> [Required task] Extract every line in the records below that contains the word "microphone" and copy each one out in full.

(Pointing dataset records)
***
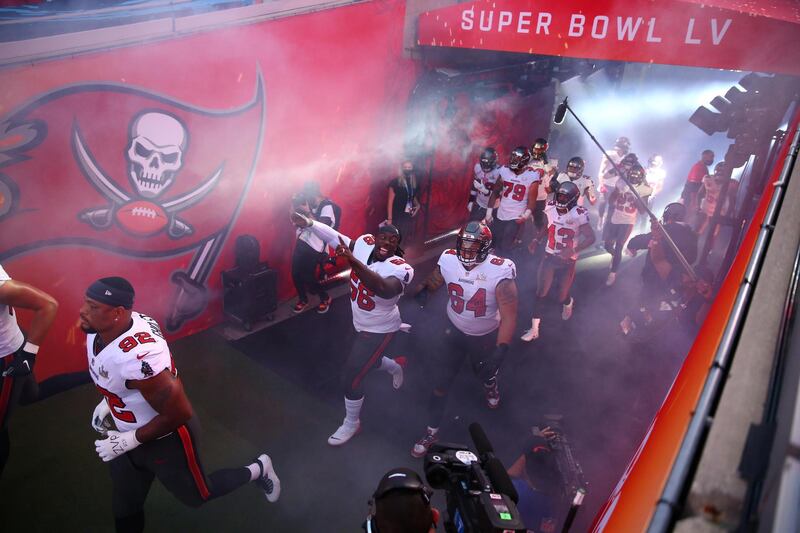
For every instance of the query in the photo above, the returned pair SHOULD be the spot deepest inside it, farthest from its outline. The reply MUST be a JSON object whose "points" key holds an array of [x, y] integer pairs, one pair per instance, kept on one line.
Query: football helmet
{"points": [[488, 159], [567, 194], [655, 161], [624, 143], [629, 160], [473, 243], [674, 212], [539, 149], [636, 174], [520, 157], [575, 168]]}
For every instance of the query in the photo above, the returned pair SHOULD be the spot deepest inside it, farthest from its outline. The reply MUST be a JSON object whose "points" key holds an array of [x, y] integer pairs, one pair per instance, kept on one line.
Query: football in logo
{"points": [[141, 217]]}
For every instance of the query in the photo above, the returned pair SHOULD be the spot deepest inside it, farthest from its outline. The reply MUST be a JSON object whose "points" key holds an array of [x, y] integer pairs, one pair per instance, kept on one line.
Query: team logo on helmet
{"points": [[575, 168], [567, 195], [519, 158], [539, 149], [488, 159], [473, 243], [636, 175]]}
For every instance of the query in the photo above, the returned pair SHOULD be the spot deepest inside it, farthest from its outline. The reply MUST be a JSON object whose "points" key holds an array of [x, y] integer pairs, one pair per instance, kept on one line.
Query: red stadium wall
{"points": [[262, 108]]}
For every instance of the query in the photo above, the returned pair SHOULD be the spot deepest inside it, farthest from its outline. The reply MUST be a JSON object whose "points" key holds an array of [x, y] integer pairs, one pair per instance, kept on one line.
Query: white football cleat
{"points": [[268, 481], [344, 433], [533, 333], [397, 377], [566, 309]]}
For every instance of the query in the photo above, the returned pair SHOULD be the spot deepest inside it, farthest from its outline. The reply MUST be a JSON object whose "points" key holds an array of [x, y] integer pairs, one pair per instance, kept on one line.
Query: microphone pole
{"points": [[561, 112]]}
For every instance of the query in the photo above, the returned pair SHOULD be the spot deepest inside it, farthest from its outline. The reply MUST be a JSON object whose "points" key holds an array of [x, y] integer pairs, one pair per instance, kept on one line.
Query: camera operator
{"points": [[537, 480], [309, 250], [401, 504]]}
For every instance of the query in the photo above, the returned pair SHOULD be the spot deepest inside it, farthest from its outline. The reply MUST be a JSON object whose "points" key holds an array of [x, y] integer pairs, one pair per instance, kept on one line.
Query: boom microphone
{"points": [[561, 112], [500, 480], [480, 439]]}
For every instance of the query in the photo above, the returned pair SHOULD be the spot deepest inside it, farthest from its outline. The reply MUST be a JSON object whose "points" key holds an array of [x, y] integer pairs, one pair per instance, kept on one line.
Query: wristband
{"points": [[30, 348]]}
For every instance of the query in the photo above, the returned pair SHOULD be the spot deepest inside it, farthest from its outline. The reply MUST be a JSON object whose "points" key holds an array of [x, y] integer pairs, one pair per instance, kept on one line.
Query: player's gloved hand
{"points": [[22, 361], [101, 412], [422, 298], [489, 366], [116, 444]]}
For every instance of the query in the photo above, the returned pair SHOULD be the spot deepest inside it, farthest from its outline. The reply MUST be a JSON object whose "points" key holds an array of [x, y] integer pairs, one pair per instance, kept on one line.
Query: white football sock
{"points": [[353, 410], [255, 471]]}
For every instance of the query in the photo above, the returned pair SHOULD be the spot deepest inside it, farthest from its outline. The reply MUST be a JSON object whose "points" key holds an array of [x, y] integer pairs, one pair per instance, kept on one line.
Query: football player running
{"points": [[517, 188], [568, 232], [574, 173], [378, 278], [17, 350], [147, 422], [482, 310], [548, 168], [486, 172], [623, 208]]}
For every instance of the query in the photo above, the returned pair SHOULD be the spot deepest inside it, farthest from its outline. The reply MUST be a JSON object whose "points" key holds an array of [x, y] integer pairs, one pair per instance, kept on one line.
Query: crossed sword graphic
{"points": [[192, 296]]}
***
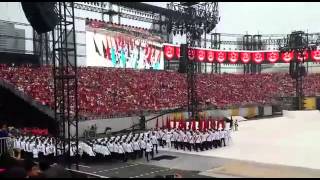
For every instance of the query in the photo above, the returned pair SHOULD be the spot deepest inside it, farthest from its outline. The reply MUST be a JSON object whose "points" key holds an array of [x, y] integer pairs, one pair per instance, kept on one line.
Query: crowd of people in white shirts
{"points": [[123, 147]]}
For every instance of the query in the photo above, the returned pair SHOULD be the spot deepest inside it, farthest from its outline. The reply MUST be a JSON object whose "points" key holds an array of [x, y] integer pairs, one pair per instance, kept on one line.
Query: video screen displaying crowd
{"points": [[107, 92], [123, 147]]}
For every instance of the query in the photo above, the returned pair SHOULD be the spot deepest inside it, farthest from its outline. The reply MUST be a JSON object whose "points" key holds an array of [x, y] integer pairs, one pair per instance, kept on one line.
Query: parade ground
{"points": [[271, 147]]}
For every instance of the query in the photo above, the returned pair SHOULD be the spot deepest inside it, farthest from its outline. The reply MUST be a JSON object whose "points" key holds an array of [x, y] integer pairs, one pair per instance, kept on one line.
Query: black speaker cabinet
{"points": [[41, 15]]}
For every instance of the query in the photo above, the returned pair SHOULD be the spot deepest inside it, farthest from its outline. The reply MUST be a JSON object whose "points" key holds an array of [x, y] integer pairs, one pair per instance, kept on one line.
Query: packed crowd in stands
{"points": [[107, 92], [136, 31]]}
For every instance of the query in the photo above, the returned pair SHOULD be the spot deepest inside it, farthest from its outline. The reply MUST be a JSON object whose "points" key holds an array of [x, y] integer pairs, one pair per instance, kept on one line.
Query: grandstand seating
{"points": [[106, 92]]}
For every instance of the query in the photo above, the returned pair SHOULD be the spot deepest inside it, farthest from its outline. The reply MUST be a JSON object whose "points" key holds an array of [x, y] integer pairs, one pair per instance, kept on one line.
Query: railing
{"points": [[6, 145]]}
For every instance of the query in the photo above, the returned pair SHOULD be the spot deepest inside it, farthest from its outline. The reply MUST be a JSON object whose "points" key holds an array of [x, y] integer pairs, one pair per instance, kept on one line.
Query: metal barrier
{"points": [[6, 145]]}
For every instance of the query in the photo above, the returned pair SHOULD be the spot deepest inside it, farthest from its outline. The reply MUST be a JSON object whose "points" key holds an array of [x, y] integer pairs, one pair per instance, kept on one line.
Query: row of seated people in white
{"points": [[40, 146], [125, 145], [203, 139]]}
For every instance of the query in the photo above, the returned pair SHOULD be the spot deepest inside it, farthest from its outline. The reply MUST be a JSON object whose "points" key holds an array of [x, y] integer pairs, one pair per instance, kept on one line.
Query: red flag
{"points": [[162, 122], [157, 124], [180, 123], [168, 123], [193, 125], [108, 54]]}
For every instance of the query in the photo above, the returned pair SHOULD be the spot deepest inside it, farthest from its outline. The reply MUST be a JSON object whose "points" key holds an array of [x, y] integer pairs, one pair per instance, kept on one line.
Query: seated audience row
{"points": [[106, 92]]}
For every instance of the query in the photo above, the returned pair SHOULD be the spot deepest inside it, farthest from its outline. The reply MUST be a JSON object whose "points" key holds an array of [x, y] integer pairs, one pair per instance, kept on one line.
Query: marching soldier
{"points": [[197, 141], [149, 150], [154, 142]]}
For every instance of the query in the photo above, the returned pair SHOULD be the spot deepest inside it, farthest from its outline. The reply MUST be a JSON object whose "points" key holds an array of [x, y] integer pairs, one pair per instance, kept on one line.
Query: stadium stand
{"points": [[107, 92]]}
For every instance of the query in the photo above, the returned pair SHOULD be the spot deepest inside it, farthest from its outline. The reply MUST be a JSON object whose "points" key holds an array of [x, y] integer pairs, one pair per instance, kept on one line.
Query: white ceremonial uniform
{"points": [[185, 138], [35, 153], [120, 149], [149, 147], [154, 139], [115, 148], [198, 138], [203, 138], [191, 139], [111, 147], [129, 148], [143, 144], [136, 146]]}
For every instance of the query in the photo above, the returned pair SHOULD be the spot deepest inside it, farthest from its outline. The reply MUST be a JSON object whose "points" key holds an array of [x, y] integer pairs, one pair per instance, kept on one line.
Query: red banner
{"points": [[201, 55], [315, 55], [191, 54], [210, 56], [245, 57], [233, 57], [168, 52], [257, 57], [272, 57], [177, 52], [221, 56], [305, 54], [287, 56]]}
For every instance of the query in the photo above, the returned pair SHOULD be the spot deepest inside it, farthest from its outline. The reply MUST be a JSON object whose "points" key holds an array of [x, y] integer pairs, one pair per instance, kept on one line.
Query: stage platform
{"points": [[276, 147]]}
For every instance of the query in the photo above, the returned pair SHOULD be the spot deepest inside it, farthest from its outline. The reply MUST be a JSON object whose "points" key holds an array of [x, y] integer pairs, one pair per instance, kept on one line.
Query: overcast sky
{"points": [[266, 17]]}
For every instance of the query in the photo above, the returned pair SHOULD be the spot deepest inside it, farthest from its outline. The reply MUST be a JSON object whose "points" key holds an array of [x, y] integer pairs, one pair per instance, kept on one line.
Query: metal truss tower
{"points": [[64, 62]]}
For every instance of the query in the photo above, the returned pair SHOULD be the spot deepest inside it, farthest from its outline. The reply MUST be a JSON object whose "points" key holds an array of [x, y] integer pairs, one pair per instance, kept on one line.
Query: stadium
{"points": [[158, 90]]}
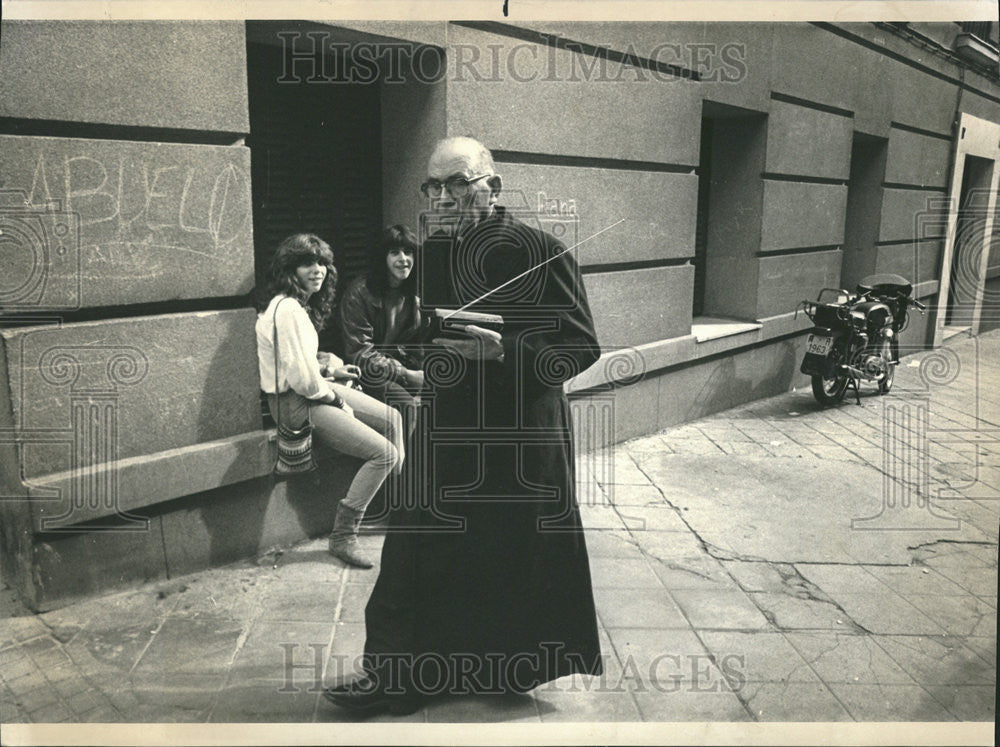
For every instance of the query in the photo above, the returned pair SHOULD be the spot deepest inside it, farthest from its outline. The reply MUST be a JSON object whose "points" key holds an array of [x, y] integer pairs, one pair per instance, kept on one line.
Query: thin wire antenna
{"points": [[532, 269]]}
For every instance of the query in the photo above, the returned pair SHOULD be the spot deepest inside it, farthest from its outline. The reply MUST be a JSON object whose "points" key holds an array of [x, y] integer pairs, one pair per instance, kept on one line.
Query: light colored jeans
***
> [Result of this exercise]
Query: microphone pole
Query: boom microphone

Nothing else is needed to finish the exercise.